== Segment start ==
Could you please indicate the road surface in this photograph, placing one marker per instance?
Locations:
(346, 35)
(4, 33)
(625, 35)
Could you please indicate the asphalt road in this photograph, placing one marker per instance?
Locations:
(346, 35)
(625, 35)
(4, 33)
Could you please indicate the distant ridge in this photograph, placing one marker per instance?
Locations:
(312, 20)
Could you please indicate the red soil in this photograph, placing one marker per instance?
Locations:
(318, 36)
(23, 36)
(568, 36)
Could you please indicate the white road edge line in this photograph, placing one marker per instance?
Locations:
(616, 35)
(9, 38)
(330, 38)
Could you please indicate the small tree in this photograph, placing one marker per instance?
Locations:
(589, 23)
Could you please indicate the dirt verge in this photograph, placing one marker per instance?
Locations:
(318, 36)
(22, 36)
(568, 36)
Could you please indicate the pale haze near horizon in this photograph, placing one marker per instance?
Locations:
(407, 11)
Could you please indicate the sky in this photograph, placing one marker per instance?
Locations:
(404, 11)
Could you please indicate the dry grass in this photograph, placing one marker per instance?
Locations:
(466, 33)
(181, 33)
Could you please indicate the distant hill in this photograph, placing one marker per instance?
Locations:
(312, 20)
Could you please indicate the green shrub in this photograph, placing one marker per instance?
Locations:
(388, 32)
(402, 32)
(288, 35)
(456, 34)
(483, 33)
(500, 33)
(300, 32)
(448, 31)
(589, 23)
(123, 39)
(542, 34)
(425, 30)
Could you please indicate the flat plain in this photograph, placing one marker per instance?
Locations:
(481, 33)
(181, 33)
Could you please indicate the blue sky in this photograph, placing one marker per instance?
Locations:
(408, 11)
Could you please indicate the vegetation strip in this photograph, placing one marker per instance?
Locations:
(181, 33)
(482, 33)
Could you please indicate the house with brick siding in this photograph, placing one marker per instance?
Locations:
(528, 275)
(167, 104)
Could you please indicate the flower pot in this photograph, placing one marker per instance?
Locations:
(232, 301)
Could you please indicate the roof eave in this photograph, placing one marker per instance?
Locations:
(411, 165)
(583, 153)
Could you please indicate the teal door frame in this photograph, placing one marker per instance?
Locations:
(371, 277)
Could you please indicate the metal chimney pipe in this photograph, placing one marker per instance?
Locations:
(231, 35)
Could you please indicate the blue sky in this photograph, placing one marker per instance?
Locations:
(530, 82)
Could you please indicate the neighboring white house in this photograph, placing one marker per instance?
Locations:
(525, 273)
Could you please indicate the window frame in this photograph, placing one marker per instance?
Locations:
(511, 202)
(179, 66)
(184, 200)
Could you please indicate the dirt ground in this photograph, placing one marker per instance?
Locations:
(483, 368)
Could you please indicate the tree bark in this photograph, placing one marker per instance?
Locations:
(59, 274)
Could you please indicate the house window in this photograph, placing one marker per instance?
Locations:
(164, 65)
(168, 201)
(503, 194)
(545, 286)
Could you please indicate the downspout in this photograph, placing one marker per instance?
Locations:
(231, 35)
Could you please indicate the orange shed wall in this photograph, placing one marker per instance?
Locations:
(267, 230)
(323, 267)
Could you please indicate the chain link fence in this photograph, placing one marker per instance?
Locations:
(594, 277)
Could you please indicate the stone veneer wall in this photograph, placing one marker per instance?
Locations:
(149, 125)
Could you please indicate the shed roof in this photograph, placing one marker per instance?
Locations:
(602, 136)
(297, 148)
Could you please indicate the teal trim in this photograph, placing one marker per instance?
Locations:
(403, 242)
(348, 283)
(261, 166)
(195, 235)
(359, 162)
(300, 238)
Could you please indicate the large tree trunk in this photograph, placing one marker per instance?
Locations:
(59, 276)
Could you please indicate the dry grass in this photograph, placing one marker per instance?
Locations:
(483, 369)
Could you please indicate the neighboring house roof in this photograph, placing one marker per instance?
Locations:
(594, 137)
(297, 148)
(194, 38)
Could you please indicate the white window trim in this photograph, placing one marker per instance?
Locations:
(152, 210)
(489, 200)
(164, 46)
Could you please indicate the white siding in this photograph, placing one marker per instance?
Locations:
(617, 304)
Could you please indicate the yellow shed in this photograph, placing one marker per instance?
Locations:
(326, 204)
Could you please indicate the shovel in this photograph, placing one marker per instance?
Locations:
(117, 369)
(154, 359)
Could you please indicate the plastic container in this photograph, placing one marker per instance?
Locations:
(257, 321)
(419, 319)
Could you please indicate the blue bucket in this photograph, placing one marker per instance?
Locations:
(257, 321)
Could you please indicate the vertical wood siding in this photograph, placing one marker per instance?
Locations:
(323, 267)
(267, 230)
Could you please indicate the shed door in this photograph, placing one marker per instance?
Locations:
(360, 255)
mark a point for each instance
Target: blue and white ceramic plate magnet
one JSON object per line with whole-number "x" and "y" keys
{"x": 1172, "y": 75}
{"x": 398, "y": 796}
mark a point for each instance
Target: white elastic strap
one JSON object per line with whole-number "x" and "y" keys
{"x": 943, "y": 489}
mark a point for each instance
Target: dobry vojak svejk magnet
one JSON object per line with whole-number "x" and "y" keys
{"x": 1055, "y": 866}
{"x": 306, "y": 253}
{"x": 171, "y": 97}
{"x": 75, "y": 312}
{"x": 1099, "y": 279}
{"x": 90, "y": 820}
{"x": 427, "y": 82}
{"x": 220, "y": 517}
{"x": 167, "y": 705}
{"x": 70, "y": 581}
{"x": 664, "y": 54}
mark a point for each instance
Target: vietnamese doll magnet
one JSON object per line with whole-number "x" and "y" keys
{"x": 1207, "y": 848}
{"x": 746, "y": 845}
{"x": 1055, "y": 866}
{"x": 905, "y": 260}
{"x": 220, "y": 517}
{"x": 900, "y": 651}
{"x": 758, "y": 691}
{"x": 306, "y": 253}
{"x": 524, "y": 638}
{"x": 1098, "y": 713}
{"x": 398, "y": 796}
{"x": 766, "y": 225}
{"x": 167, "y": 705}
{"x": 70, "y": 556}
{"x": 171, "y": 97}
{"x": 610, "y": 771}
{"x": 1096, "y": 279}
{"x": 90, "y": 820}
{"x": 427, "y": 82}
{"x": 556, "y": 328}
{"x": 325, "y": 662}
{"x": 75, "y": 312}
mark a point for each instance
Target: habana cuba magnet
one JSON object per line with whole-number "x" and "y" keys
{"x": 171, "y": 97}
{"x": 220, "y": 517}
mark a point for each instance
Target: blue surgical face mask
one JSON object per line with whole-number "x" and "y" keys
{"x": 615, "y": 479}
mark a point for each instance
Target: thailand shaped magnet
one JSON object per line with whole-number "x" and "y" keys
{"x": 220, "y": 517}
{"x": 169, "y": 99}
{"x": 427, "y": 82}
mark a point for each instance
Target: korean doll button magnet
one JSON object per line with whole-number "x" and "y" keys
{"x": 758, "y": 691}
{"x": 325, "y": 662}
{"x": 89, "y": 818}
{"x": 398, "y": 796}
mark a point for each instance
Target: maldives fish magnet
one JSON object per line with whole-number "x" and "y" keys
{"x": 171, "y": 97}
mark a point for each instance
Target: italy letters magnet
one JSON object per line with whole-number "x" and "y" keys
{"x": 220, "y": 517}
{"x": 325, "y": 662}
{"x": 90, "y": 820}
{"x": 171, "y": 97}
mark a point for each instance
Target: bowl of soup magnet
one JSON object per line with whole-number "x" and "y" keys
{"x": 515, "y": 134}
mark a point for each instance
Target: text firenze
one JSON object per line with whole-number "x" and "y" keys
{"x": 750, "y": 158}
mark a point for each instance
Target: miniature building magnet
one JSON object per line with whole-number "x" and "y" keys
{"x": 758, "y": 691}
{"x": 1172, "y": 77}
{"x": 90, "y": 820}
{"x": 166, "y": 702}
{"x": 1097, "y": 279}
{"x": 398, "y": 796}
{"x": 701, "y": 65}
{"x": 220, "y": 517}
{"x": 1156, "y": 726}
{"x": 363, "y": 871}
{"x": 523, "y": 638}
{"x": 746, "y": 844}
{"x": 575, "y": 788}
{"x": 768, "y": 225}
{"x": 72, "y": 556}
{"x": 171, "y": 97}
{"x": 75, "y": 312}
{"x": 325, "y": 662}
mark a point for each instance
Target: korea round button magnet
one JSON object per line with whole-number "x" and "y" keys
== Segment end ==
» **What is expected**
Work through the entries above line by line, counting each one that includes the word "magnet", and give the final number only.

» **Written answer**
11